___ Data in this exercise
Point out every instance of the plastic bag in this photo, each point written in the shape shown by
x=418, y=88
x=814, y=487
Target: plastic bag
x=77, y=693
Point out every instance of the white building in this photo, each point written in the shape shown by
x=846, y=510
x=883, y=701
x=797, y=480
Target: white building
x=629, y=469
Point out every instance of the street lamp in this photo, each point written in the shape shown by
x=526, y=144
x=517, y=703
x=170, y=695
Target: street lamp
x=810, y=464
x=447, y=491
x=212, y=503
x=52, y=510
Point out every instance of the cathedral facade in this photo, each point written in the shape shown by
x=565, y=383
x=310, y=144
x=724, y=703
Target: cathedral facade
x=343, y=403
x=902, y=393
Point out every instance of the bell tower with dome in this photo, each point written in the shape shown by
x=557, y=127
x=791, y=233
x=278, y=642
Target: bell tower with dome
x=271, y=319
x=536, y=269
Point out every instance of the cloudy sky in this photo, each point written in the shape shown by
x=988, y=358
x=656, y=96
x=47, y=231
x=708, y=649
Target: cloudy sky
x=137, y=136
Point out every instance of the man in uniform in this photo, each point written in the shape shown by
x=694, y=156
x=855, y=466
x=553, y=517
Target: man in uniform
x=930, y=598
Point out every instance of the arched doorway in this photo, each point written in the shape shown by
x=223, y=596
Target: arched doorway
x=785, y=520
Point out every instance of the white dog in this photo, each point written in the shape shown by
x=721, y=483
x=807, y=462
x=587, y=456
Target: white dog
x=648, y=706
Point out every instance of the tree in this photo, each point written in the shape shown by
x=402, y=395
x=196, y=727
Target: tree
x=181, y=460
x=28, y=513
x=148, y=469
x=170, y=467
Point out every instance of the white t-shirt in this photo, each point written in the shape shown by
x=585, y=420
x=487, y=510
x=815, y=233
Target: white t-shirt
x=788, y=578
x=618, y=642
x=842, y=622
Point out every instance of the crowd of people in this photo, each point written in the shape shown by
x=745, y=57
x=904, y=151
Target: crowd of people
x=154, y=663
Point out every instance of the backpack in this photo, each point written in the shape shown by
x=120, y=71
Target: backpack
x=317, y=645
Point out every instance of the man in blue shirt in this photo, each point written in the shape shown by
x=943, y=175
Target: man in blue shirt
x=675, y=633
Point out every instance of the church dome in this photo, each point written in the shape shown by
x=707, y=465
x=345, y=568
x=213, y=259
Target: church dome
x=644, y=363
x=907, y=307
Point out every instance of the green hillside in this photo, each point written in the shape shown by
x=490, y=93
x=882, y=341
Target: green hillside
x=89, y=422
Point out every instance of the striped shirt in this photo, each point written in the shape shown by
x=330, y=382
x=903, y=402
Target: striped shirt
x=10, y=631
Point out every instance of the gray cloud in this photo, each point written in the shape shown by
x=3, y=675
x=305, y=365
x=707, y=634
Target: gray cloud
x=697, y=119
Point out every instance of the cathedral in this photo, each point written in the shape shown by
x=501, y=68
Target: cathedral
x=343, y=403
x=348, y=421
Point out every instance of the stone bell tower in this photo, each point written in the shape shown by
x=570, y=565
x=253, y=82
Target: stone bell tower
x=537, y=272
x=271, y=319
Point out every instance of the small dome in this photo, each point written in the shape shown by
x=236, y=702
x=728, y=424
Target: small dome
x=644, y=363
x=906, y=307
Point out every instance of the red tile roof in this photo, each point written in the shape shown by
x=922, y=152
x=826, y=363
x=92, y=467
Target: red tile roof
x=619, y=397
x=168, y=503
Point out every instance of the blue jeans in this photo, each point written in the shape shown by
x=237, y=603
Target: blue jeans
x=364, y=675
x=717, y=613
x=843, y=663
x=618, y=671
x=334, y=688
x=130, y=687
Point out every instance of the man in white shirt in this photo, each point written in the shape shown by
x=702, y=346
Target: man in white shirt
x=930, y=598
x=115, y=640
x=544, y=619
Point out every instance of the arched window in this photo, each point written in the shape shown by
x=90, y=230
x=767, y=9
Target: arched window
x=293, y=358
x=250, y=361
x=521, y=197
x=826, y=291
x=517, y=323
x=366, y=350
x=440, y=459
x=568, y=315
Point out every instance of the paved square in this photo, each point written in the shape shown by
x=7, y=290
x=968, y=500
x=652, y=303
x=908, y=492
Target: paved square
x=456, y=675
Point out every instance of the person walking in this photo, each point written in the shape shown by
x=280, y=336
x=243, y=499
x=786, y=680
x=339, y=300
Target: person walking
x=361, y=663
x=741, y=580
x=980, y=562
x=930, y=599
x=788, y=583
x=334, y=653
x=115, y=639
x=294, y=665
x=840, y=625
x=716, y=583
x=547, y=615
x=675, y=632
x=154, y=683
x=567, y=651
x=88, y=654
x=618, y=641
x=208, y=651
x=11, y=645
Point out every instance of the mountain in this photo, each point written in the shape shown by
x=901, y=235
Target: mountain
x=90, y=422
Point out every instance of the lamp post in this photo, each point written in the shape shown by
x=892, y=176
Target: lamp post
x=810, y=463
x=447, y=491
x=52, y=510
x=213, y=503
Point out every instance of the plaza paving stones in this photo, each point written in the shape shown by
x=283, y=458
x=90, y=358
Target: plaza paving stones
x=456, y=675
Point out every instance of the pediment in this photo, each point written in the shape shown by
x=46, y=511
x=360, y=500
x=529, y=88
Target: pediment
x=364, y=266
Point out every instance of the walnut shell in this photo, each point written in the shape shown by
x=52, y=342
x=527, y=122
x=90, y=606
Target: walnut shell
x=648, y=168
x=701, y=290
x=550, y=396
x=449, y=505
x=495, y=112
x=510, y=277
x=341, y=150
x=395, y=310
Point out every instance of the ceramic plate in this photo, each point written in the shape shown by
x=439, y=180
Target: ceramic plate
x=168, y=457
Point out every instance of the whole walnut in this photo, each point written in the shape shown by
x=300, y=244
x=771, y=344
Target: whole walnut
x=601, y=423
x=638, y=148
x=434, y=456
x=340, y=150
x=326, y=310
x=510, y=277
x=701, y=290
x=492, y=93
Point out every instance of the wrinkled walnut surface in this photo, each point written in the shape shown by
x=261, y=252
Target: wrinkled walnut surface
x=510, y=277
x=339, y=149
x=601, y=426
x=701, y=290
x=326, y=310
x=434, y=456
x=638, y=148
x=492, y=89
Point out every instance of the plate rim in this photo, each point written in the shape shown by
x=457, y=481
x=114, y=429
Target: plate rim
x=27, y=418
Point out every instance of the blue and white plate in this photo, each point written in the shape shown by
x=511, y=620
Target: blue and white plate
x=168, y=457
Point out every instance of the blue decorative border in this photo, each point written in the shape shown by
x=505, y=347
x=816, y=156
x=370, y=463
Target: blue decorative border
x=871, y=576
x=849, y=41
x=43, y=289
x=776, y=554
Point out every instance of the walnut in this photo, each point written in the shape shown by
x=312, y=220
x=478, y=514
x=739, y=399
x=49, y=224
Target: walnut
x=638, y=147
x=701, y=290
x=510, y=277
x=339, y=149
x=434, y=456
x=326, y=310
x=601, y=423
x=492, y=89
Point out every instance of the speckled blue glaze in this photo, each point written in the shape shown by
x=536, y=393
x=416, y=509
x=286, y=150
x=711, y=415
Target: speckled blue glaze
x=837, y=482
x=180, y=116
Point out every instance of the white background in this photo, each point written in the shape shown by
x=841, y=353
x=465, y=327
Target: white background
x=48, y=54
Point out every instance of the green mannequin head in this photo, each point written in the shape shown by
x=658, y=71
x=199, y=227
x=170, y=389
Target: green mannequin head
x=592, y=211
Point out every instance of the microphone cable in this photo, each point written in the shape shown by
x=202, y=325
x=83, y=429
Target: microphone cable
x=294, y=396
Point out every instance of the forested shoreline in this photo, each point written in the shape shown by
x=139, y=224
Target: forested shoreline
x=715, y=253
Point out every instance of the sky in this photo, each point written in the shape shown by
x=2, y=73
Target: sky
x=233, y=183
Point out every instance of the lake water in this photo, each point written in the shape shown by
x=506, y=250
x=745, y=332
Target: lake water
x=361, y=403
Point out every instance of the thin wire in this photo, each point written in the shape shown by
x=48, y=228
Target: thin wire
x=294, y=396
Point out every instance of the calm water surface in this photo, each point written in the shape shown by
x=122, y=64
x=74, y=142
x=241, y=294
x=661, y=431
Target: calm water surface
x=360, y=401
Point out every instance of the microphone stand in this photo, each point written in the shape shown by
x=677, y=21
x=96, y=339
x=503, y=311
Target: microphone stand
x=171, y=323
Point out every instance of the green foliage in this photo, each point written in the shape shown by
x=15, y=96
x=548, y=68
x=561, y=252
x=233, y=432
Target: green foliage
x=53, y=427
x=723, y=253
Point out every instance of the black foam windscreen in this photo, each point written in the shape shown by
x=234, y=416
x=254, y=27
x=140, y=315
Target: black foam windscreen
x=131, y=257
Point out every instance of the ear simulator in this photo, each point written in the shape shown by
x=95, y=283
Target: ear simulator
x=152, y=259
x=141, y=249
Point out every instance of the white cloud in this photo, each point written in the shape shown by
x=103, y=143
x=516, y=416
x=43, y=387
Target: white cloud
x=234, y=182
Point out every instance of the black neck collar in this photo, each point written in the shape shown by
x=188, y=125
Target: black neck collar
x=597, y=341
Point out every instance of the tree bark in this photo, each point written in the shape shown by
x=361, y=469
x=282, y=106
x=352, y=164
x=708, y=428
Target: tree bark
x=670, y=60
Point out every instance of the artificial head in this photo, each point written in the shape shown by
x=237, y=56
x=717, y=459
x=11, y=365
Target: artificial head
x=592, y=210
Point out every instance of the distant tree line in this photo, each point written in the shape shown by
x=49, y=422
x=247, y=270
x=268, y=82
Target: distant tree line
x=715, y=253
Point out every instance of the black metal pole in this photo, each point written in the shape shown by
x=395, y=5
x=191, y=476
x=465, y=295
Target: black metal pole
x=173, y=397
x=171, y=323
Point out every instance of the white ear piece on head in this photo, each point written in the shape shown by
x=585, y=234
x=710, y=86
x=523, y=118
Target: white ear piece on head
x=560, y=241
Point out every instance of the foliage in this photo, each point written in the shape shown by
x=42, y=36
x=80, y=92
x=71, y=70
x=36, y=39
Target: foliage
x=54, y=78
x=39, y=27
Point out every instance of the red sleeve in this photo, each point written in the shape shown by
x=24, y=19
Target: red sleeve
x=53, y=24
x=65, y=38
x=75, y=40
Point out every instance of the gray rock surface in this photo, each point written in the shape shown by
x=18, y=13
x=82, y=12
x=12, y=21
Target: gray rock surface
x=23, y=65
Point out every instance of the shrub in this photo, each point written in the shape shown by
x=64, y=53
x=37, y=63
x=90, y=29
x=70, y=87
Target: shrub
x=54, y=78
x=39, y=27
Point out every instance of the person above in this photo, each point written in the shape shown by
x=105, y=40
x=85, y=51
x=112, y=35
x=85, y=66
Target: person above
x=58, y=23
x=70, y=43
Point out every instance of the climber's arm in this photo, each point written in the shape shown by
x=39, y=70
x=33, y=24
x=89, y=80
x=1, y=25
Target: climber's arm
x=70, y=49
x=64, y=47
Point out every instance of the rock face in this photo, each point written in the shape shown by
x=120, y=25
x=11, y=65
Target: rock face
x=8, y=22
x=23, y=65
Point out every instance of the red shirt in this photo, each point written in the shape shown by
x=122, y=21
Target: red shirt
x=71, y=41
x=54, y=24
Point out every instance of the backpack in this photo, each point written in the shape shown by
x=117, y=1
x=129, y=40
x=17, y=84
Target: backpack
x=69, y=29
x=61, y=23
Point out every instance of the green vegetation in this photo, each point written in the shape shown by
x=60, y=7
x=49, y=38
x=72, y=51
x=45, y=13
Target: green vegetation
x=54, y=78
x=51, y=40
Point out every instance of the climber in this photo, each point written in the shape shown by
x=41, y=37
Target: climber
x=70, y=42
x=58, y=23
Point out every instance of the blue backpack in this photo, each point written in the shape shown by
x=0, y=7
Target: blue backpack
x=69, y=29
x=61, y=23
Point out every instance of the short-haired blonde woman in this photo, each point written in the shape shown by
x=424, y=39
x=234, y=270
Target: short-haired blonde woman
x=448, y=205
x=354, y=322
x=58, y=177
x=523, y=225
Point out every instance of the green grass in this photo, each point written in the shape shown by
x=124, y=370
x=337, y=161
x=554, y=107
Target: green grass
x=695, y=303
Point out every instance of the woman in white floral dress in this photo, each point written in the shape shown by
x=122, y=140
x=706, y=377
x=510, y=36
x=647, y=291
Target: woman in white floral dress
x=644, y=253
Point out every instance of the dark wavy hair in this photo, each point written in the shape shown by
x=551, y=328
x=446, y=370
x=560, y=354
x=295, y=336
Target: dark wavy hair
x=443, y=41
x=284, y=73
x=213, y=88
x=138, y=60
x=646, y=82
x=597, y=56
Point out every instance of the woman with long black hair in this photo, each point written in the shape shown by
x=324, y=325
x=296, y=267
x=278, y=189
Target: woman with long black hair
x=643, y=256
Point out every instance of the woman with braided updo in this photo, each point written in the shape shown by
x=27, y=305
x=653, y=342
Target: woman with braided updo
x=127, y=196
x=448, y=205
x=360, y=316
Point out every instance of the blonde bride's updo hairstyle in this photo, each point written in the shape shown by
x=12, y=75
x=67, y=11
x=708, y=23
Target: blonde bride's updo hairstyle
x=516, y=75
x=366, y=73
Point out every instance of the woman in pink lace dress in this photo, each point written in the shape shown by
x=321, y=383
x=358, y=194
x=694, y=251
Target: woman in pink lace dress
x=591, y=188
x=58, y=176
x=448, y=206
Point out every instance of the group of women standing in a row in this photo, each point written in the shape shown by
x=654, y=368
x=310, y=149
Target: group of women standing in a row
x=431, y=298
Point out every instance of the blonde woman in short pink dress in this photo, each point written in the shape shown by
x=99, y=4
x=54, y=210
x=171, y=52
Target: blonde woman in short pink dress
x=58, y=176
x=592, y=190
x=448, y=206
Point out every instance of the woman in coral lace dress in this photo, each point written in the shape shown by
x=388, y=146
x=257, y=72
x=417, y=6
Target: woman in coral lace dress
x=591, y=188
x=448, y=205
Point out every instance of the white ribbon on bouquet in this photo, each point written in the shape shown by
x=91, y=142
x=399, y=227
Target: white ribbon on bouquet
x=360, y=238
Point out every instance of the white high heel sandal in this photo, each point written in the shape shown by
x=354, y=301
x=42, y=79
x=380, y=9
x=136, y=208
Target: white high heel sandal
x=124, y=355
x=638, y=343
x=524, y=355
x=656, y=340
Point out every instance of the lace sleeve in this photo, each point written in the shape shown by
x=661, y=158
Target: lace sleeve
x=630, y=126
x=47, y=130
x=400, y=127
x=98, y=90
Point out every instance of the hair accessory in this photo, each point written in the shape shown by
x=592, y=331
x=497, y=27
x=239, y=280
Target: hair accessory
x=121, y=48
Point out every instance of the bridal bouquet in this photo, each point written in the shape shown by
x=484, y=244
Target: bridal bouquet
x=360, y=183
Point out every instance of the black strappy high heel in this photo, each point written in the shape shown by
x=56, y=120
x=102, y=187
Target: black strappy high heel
______
_Given request_
Can you write out the stretch from the line containing "Point out every instance of the pediment" through the line containing "x=364, y=266", swapping "pediment" for "gable" and leaving everything else in those lines unchanged?

_Answer to the task_
Point out every instance of the gable in this photo, each point written in the shape shown by
x=46, y=511
x=360, y=500
x=529, y=88
Target: gable
x=364, y=266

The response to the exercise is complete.